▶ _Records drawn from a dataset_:

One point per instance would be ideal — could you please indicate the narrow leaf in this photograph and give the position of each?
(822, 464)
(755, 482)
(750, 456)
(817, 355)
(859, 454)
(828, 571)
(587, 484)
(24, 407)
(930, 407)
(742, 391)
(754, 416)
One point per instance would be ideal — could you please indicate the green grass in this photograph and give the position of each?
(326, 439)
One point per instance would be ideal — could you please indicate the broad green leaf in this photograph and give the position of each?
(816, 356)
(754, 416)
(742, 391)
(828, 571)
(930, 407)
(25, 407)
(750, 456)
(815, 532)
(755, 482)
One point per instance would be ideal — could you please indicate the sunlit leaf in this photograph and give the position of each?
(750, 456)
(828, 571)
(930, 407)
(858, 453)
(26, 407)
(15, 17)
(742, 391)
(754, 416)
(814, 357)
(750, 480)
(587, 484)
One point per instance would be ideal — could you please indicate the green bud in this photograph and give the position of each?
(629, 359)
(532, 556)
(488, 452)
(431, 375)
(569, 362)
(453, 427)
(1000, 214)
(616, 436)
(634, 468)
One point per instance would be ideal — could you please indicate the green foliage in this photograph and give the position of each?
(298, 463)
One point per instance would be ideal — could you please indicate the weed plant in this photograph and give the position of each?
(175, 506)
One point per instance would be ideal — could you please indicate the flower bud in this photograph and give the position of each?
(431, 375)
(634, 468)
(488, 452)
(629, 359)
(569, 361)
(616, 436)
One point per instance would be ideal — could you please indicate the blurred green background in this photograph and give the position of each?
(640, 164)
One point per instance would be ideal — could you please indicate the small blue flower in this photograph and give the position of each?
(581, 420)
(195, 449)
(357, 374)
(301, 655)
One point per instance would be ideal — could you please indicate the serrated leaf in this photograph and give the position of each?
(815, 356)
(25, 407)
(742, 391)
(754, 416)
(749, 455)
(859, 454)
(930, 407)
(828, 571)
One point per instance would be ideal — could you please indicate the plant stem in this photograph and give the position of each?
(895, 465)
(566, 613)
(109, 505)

▶ _What you will do_: Nothing but the lines from the one containing "indicate the weed" through the last line of the data above should be set down, word for word.

▶ _Answer to this task_:
One point per instance would be ideal — could you please indicate the weed plant in this photograph and give the position of each?
(175, 506)
One point per instance would be ideal — could you please indicate the flower bud in this photograph and give the position of each?
(431, 375)
(634, 468)
(488, 452)
(629, 359)
(569, 361)
(616, 436)
One point per instance would be ideal — could you please indicate the blurred green background in this photograph and give the position of each?
(640, 164)
One point per instance would be ideal — could you please indicate the small blue flower in this photograph and give the position of each?
(581, 420)
(195, 449)
(357, 374)
(301, 655)
One point per instance would be ideal — could you please indicate the serrated leaf in this photograph and give the position of each?
(815, 356)
(25, 407)
(742, 391)
(754, 416)
(749, 455)
(859, 454)
(930, 407)
(828, 571)
One point per instance would be ideal — could you please indicate the plant stem in this photograph and give the position of each?
(895, 465)
(566, 613)
(109, 505)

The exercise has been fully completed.